This week the APPG for Diabetes chaired a roundtable discussion with over a dozen GPs and consultants from across the country to gain their views of some of the key challenges faced in diabetes care.
The meeting began with Professor Jonathan Valabhji, NHS England’s National Clinical Director for Obesity and Diabetes, providing an overview of the Government’s strategy on diabetes.
In terms of prevention, NHS England is working to roll out the NHS Diabetes Prevention Programme, which aims to identify individuals at high risk of developing Type 2 diabetes and refer them into evidence-based behavioural intervention to help them reduce their risk. The Government will also be launching its planned Childhood Obesity Strategy in the new year, which is anticipated to address some of the wider population wide risk factors for obesity and help create an environment that enables people to make healthier choices.
In terms of care, four areas have been identified for improvement, which include:
- Reducing variation in care: people living with Type 1 diabetes, people of working age and people living in certain parts of the country are receiving considerably worse routine care than other people with diabetes.
- Improving access to structured education: there is good evidence that shows individuals are able to better look after their condition and reduce their risk for complications after attending a structured education course, but access to these types of diabetes self-management courses remains low.
- Improving foot care: there are more than 135 diabetes-related amputations occurring every week, but improved foot care can drastically reduce someone’s chance of having an amputation.
- Improving inpatient care: many people with diabetes in hospital are often admitted for reasons other than their diabetes, but while in hospital their diabetes control worsens and they stay in hospital for longer.

REQUIRED ACTION A:
In one to three sentences, explain why the diabetes roundtable text lists improving access to structured education as an area for improvement.
REQUIRED ACTION B:
Carry on the diabetes roundtable text from the point where it stops.
The entries are separate from the diabetes roundtable text and unrelated to it.

PROVIDED RECORDS:

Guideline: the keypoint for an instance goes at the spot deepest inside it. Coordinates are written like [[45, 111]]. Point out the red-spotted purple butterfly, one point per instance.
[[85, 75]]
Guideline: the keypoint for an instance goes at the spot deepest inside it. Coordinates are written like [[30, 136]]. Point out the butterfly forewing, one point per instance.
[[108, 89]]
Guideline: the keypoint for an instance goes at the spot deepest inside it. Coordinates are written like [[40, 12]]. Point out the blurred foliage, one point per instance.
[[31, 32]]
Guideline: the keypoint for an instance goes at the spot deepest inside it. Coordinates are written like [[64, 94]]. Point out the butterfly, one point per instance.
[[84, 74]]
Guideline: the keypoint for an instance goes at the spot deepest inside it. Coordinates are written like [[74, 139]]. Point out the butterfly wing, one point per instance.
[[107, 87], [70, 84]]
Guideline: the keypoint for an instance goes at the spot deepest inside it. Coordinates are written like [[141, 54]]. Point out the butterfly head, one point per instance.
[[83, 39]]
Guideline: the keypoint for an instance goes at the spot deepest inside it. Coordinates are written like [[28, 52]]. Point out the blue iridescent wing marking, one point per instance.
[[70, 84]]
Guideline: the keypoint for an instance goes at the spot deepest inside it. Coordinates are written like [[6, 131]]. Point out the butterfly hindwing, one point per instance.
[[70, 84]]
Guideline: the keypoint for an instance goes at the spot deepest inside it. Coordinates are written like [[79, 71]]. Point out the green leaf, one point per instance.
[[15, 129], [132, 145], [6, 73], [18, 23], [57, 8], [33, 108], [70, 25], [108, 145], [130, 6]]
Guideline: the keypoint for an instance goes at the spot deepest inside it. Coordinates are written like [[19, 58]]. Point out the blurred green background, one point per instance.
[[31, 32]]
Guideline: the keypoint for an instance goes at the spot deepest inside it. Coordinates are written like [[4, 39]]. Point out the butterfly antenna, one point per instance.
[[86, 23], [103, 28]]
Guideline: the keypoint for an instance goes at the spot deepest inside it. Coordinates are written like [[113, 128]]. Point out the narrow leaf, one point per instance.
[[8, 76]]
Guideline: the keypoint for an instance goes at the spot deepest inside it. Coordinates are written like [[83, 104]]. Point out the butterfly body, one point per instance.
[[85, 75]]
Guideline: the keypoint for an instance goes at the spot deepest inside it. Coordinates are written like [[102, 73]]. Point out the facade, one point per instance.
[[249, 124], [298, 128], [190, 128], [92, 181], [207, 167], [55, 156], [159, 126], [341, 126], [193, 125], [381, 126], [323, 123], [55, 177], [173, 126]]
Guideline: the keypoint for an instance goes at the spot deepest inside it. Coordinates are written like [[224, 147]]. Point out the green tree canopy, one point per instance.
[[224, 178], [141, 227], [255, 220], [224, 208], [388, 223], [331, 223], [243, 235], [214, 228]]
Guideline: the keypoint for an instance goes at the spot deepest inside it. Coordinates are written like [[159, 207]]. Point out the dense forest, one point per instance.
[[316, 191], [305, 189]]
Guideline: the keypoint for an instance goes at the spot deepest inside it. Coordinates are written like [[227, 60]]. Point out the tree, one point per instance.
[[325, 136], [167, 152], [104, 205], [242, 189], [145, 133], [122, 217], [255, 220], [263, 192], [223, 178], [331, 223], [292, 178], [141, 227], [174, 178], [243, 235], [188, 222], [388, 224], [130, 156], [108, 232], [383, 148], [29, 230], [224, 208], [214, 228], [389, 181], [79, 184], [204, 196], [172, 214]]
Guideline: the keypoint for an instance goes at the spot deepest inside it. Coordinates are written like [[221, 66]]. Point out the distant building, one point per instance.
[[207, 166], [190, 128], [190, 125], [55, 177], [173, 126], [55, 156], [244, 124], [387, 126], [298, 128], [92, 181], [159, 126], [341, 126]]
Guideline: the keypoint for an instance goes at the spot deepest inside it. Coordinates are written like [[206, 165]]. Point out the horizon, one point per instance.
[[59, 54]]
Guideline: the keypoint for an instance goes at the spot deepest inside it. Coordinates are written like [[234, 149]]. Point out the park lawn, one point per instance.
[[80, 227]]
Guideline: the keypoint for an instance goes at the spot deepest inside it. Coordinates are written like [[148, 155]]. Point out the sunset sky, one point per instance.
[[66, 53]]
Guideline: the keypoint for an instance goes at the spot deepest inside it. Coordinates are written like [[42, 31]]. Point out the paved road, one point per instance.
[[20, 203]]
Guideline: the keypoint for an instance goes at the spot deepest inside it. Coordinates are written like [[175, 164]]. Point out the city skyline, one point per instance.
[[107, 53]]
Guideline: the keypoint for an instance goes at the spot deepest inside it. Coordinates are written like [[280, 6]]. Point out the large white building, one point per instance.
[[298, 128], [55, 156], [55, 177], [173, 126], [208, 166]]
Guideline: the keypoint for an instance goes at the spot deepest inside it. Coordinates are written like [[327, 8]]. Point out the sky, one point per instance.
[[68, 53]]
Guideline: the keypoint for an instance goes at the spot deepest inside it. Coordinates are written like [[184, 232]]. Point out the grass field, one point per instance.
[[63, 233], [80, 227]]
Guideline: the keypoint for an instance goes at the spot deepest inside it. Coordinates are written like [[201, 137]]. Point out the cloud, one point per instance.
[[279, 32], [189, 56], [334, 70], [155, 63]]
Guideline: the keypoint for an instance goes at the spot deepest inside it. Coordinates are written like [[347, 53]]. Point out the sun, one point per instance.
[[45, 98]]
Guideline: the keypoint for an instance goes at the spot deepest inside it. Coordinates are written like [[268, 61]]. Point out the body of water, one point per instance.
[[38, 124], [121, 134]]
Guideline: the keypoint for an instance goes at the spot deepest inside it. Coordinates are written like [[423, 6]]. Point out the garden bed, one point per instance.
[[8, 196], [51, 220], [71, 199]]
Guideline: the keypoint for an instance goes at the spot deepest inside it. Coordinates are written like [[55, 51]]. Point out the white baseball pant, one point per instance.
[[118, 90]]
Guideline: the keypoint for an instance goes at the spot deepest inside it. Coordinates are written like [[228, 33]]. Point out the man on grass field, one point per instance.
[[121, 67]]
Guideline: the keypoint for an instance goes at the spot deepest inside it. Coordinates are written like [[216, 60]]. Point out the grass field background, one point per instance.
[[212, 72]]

ANSWER AREA A:
Good evidence shows that people who attend a structured education course are better able to look after their condition and lower their risk of complications. Yet access to these diabetes self-management courses remains low.

ANSWER AREA B:
The meeting was then opened to discussion. Individuals in the room agreed that access to structured education to make sure people with diabetes get the skills and the confidence they need to look after their condition is woefully poor. More GPs are beginning to refer people with diabetes on to courses, but the question is whether this actually translates into more people attending.
Variation in care across the country and across GP surgeries was a common theme. Lord Rennard challenged the room for ways of tackling this variation and how to deal with practices that don’t provide good enough care. The group identified a need for better clinical leadership and more integrated IT systems. There was also concern that the number of GP surgeries participating in the National Diabetes Audit is dropping, meaning we do not have a full picture about what’s happening nationally in diabetes care and treatment.
George Howarth MP raised the issue about a continuing failure to make clear the difference between Type 1 and Type 2 diabetes. He also said we need to be clearer about what we mean when we talk about integrated services. There is a particular issue among young people with Type 1 diabetes and eating disorders, and there needs to be better integration between diabetologists and psychological services.
Keith Vaz MP thanked the room for their contributions and thanked Professor Valabhji for continuing to raise these issues with the Government.